◆ **Texto para leitura**:
============
Iniciando as exposições, o ministro Luís Felipe Salomão discorreu sobre o tema “O direito à privacidade e o direito ao esquecimento à luz da jurisprudência dos tribunais superiores”. Ele observou que os temas podem ser abordados sob o aspecto da gestão do Judiciário, que é a utilização da tecnologia na prática, ou por meio da análise dos direitos da personalidade e dos avanços tecnológicos, com base nos precedentes dos tribunais.

 

Ele apresentou um panorama histórico da evolução dos direitos da personalidade, desde a Grécia antiga e o Direito Romano até a época atual, da “sociedade do espetáculo” ou “da hiperinformação”, conceituada pelo filósofo polonês Zygmunt Bauman (1925-2017), em que não há mais fronteiras entre o público e o privado, com a exposição na internet e nas redes sociais. E explicou que o direito da personalidade é um gênero, do qual decorrem a honra, a intimidade, imagem, direito de expressão e informação, entre outros. “A nota comum é o consenso ético sobre o mundo ideal, ou como estabelecem o Código Civil e diversos diplomas, o direito à vida digna”, frisou.

 

Para ilustrar a abrangência do tema, o ministro citou algumas questões apreciadas recentemente pelo STJ, entre elas obsolescência programada, transplante, “barriga de aluguel”, reprodução in vitro, Bioética, eutanásia, registro civil transexual (independentemente de cirurgia), casamento e adoção casal homoafetivo, esterilização humana e superindividamento. E adiantou outras que poderão chegar ao Judiciário, como a responsabilidade civil por drones ou por veículos não tripulados.
============
◆ **Seção de dados**:

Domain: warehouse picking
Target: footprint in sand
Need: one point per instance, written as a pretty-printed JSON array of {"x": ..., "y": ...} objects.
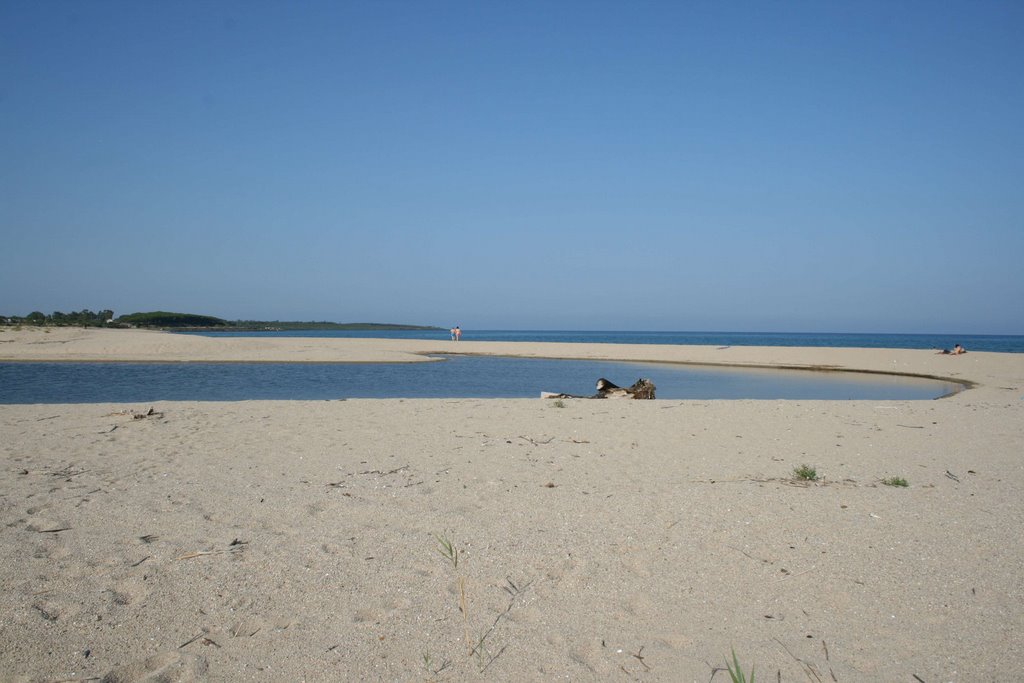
============
◆ **Tarefas a cumprir**:
[1] No texto sobre privacidade e direito ao esquecimento, qual filósofo conceituou a “sociedade do espetáculo” ou “da hiperinformação”?
[2] Prolongue o texto sobre privacidade e direito ao esquecimento a partir da última frase apresentada.

◆ **Respostas**:
[1] O filósofo polonês Zygmunt Bauman (1925-2017).

[2]
Ao falar sobre a colidência de direitos, observou que a grande maioria da doutrina considera que não há hierarquia entre direitos de natureza constitucional, devendo ser considerados o interesse público e a razoabilidade para decidir o caso concreto. Quanto aos conflitos de direitos no plano infraconstitucional, citou alguns critérios utilizados, como o compromisso ético com a informação verossímil, para distinguir notícia e crítica; a necessidade da contemporaneidade da informação e da avaliação dos limites entre as esferas pública, íntima e privada das pessoas públicas; a vedação ao aproveitamento econômico da imagem da pessoa, sem consentimento; e a possibilidade de utilização da imagem de pessoa pública ou notória, mesmo sem consentimento, em alguns casos, desde que não haja exploração comercial.

 

Luís Felipe Salomão recordou que o Marco Civil da Internet (Lei 12.965/2014) estabeleceu que a responsabilidade civil por publicações na internet é subjetiva dos provedores, exigindo-se ordem judicial para a retirada de conteúdos, com exceção da divulgação sem autorização de conteúdos violadores da intimidade, em que basta a notificação e o aponte do material ilícito.

 

Nesse contexto, destacou três questões ainda não consolidadas na jurisprudência do STJ: a diferenciação entre provedor de conteúdo em geral, que tem ou não tem controle sobre material disponibilizado, pois se não tiver controle, a responsabilização surge somente após a notificação; a forma de notificação, administrativa ou judicial; e a necessidade ou não de indicação das URLs (páginas em estão os conteúdos ofensivos).

 

Em relação ao direito ao esquecimento, lembrou que já existem alguns julgados no Brasil, sendo que o STJ apreciou dois casos que envolviam programas de televisão. E citou o Enunciado 531 da VI Jornada de Direito Civil do Conselho da Justiça Federal: “A tutela da dignidade da pessoa humana na sociedade da informação inclui o direito ao esquecimento”.

 

Por fim, apresentou alguns casos da jurisprudência do Supremo Tribunal Federal e do STJ envolvendo diferentes questionamentos acerca da responsabilidade civil.

 

Direito ao esquecimento na jurisprudência italiana e europeia

 

Na sequência, o professor Sandro Di Minco proferiu a palestra “O direito à privacidade e o direito ao esquecimento à luz da jurisprudência europeia e italiana”. Ele ponderou inicialmente que os casos apresentados pelo ministro Luis Felipe Salomão provavelmente teriam uma solução análoga no Judiciário europeu e no italiano.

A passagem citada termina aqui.